§ **Supplied text**
This month, we are focussing on that all-important straightness on the centre line.

Our school is only 20x40m, so a lot of the time I find myself laying out poles on the centre line, and this led me to realise MiniD was practising straight centre lines without even realising it!

There are at least two centre lines (first movement and last movement) in every dressage test - so it pays to practise them! They are the first and last impression the judge will have of you - and in Demi Dressage tests we almost always break the marks down into at least two parts on your final centre line (the line itself, and the halt/salute) so riding them well can really boost your marks - it is often here that we see 8's and even 9's!

So we start off with a quirky new year layout (ten poles to make the numbers 23) and over the next few weeks we'll move on to show you some of our favourite centre line layouts. For these layouts we do tend to use more poles than in the previous two months (where I have tried to keep the number to a minimum to allow as many people as possible to take part with limited equipment) - if you have 8 to 12 poles you should be okay, and you can always adapt the layouts as needed. For example this week, the important poles were the six on the centre line - the additional four just made the numbers 23 for interest (we did use them for our warm up shapes).

A good centre line can be broken down into essentially three parts - the turn onto it, the line itself, and the turn off it. Sadly as you'll see in the video below, our school is still flooded down at the C end (and our yard owner prefers us not to ride through the puddles) we have had to cut off that end, meaning MiniD's turns were sometimes quite abrupt after the poles. Hopefully this won't be a continuing theme for all of January's exercises!

This is a pretty simple layout, I hope using the extra poles to make the sides of the 2 and the 3 adds a bit of fun. By January, we're often all feeling a little jaded with winter and mud and wind and rain, so we need those extra incentives to ride!

The lengths of the poles makes the distances for the numbers. As you can see in the video this is a pretty forgiving distance for ponies - mostly Maisie gets three steps of trot in each gap (our poles are 10ft) but occasionally she is a little more open in her stride and gets two in. Smaller ponies like Tangle might get four - but it doesn't really matter, as the poles are spaced far enough to allow them time to think, and to make mistakes. Maisie did actually trip in one of the lines (not in the vid) and being pretty quick and clever with her feet, she popped a tiny canter bounce over the next pole to re-organise her legs and return to trot for the last one.

§ **Instructions for the task**
Rewrite the part of the dressage text that opens with the words "Our school is only" and closes with "and even 9's!", putting "examiner" in place of "judge". The records have nothing to do with the dressage text.

§ **Entries supplied**
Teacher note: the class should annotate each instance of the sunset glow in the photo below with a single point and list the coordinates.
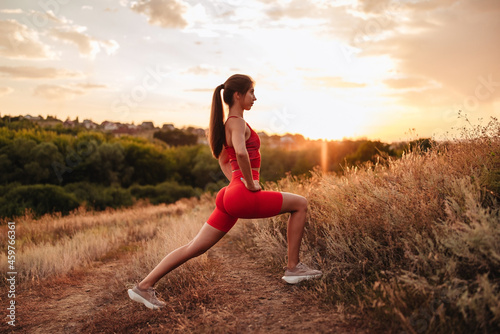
(324, 69)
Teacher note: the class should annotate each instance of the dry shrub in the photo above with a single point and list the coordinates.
(414, 242)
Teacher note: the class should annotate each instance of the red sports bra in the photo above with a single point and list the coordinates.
(253, 149)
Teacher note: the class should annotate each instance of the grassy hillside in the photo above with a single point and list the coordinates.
(413, 242)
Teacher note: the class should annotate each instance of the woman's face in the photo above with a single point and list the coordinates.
(248, 99)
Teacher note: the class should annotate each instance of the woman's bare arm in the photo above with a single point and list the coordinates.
(224, 164)
(237, 130)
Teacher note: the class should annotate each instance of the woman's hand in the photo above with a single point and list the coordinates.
(254, 186)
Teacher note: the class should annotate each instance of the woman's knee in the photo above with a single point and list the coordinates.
(293, 202)
(195, 249)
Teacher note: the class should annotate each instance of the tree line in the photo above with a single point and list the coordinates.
(59, 169)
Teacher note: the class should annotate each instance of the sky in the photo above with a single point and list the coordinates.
(375, 69)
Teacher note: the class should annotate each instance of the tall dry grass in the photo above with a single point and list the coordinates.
(55, 245)
(414, 242)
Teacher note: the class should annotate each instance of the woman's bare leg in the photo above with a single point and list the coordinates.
(297, 206)
(204, 240)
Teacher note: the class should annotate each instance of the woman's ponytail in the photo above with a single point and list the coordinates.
(217, 134)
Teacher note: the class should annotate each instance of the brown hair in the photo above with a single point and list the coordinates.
(236, 83)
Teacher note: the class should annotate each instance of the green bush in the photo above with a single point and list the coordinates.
(40, 199)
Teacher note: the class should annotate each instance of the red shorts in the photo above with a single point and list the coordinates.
(236, 201)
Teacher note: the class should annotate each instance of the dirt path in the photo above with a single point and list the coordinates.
(244, 299)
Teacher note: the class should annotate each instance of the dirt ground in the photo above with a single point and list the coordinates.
(245, 298)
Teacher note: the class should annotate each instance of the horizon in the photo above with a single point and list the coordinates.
(349, 69)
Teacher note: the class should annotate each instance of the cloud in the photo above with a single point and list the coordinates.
(163, 13)
(407, 83)
(332, 82)
(87, 45)
(202, 70)
(455, 43)
(64, 92)
(30, 72)
(57, 92)
(19, 41)
(5, 91)
(11, 11)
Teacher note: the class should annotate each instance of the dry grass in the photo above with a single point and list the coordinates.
(55, 245)
(414, 242)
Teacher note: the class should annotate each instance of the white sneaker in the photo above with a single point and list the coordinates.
(147, 297)
(300, 273)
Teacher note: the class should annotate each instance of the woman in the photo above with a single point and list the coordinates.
(236, 146)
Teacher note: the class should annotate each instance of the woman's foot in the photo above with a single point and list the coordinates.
(147, 297)
(300, 273)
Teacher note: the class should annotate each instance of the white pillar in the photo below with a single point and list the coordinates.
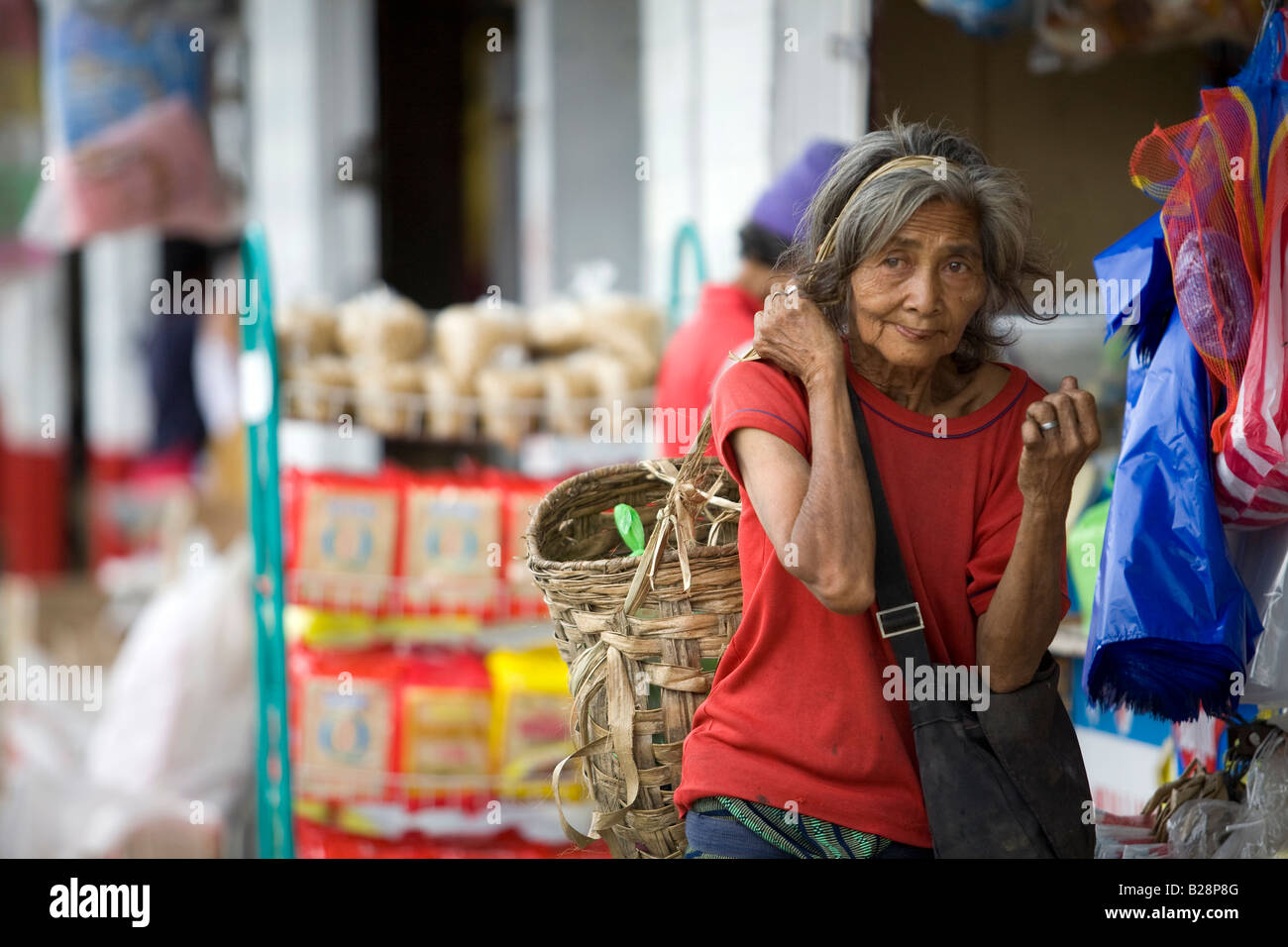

§ **Answer in full**
Our school is only 20x40m, so a lot of the time I find myself laying out poles on the centre line, and this led me to realise MiniD was practising straight centre lines without even realising it!

There are at least two centre lines (first movement and last movement) in every dressage test - so it pays to practise them! They are the first and last impression the examiner will have of you - and in Demi Dressage tests we almost always break the marks down into at least two parts on your final centre line (the line itself, and the halt/salute) so riding them well can really boost your marks - it is often here that we see 8's and even 9's!